*** Data for processing Section Begins ***

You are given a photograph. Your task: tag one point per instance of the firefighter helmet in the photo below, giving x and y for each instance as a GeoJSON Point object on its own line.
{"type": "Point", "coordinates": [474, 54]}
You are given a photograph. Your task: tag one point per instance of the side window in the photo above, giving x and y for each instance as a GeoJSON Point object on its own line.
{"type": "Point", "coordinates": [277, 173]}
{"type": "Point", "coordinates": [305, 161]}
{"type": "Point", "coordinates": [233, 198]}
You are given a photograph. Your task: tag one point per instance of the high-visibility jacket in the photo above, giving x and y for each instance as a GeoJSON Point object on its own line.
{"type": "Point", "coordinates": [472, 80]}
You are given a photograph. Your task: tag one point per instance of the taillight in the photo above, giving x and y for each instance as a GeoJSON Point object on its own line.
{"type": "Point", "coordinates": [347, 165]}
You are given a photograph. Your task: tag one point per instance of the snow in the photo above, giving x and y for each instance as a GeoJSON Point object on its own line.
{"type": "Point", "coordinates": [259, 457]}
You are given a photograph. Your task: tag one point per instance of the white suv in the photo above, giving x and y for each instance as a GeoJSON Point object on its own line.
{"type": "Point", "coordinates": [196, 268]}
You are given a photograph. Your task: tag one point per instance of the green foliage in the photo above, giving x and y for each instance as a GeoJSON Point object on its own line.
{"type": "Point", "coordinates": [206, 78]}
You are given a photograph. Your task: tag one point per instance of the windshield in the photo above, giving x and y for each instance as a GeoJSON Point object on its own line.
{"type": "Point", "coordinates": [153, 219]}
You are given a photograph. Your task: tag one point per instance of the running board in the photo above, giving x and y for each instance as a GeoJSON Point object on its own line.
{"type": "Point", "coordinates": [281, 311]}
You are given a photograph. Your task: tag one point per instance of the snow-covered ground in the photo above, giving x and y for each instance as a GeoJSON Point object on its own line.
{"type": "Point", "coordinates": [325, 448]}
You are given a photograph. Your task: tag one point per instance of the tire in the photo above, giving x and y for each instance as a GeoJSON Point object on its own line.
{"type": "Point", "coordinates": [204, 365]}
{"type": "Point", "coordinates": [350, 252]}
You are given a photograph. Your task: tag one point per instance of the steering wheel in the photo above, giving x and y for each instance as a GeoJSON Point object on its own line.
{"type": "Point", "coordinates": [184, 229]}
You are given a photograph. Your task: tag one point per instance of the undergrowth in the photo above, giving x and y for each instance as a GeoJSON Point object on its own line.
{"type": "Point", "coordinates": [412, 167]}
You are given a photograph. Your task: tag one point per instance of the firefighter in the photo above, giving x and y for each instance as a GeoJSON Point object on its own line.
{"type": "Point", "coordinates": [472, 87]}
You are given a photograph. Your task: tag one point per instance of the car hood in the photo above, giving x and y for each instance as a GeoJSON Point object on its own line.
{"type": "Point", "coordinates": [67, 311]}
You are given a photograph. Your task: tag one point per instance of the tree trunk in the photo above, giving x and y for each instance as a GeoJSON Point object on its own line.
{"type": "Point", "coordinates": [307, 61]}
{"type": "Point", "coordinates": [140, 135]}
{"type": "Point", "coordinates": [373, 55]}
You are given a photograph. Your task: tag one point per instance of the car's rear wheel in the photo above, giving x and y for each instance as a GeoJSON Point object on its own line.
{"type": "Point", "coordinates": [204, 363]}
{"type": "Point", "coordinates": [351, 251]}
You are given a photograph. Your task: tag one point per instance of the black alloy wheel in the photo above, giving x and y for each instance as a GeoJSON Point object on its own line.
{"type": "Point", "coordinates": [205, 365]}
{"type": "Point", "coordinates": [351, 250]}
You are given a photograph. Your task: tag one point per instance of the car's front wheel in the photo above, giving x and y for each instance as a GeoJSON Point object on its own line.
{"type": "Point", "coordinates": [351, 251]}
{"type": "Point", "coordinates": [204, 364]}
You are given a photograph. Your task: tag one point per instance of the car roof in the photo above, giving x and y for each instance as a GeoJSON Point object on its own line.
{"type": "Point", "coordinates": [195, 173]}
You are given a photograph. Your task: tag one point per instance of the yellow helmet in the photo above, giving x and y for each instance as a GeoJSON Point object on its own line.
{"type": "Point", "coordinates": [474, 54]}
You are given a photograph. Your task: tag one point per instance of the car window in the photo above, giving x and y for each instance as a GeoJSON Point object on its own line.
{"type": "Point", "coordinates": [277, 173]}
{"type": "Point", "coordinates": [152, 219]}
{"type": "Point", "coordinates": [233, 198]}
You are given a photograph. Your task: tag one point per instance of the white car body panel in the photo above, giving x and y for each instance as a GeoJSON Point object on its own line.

*** Data for processing Section Ends ***

**About this exercise**
Only the lines from the one containing "the car window" through the end of the data above are wanted, both ends included; restate them word for word.

**Response to this exercise**
You are given a photograph. Your task: tag one point per instance of the car window in the photo above, giving x and y for each instance as a GeoJSON Point object on its own line.
{"type": "Point", "coordinates": [277, 173]}
{"type": "Point", "coordinates": [152, 219]}
{"type": "Point", "coordinates": [233, 198]}
You are given a photograph. Your task: tag one point per instance of the white car body panel in the photo above, giving x and y for each instance as a GeoJSON Point object on its own line.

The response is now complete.